▸ TASK INSTRUCTIONS
Locate every line in the items below that contains the string "ymax", treating uppercase and lowercase as different, and copy each such line.

# start of RECORDS FOR THE TASK

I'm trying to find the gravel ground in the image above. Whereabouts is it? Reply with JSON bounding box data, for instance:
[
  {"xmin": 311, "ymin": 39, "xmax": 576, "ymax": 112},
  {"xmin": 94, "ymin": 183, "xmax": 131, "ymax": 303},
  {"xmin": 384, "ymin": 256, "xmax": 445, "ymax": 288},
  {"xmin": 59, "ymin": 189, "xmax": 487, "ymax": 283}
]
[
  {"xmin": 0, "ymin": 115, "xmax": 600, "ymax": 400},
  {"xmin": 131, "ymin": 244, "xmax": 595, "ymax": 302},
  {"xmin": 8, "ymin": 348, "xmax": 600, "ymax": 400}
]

# end of RECORDS FOR THE TASK

▸ EXERCISE SOLUTION
  {"xmin": 311, "ymin": 39, "xmax": 576, "ymax": 112},
  {"xmin": 94, "ymin": 183, "xmax": 131, "ymax": 303},
  {"xmin": 384, "ymin": 256, "xmax": 445, "ymax": 288},
  {"xmin": 59, "ymin": 189, "xmax": 487, "ymax": 283}
  {"xmin": 0, "ymin": 115, "xmax": 600, "ymax": 400},
  {"xmin": 131, "ymin": 244, "xmax": 595, "ymax": 302},
  {"xmin": 8, "ymin": 348, "xmax": 600, "ymax": 400}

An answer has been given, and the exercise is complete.